[Records from a data source]

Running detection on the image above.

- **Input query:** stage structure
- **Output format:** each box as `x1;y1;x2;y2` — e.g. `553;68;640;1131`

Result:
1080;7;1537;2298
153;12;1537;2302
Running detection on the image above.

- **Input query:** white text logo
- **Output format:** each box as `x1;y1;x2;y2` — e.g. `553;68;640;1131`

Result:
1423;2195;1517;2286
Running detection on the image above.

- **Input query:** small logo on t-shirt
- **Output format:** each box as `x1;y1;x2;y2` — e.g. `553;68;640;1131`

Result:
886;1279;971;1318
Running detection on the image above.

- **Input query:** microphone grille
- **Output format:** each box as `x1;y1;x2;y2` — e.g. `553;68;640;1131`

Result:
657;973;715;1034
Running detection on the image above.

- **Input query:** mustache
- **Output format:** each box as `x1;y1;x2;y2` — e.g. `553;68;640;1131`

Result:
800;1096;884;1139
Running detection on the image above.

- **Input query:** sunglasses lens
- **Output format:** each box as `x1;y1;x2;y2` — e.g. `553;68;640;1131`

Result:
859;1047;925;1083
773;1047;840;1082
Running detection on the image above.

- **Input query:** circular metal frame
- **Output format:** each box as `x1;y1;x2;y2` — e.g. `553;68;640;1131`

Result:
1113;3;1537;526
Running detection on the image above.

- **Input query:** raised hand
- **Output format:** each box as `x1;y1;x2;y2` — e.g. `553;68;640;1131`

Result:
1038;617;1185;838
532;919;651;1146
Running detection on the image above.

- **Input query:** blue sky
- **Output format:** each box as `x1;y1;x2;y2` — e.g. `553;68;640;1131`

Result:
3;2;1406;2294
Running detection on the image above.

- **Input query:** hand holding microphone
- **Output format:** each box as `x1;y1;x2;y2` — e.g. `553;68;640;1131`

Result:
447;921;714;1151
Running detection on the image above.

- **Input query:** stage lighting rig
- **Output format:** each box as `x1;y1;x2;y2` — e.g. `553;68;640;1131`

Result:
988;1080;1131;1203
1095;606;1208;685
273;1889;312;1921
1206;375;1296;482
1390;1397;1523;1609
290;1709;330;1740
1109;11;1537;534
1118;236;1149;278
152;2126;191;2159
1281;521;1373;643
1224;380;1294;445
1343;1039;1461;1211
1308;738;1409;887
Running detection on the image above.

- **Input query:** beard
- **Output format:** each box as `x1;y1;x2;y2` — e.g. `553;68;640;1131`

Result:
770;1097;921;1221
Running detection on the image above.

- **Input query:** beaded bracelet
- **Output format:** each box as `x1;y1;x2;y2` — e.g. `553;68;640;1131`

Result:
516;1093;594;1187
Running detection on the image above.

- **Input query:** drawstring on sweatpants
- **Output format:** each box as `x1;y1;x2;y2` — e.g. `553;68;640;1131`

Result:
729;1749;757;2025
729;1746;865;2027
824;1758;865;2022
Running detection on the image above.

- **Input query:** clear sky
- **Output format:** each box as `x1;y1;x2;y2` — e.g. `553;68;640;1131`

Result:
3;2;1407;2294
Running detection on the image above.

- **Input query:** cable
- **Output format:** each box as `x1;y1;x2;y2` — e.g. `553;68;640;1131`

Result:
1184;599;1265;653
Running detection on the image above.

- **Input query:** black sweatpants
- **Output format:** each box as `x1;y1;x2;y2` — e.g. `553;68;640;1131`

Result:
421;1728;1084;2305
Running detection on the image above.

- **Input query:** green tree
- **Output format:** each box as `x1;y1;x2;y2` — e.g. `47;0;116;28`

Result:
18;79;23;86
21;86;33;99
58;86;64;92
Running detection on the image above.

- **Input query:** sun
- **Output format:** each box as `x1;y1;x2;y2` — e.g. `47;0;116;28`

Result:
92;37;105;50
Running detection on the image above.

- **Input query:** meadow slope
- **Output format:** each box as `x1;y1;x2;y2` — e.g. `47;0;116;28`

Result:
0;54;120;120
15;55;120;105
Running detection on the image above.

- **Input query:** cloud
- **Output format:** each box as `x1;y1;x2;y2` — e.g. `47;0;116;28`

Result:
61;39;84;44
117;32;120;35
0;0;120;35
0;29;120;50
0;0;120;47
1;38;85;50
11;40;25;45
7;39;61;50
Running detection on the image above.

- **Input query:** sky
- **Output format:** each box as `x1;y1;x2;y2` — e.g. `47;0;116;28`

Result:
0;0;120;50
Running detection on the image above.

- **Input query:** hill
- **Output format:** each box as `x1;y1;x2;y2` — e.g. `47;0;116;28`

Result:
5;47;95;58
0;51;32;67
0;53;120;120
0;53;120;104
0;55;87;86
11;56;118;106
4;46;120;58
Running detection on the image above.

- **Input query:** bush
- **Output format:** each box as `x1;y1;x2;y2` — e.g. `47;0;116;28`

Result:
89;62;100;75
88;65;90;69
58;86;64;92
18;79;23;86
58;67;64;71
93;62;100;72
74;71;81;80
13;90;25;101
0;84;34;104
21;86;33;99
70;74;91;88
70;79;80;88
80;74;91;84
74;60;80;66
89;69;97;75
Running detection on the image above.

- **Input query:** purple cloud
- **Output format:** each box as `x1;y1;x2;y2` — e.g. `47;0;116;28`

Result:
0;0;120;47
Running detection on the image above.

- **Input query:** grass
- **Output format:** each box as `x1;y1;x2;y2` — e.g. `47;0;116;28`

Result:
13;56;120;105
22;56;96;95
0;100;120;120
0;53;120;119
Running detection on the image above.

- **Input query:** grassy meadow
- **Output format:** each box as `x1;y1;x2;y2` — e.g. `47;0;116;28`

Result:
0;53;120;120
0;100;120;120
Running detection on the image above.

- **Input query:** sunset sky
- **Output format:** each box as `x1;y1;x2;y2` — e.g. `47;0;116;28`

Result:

== Your assignment ==
Count the lines of the entries that hold the string "sweatpants", then state that number and nothing more.

== Result for this task ==
2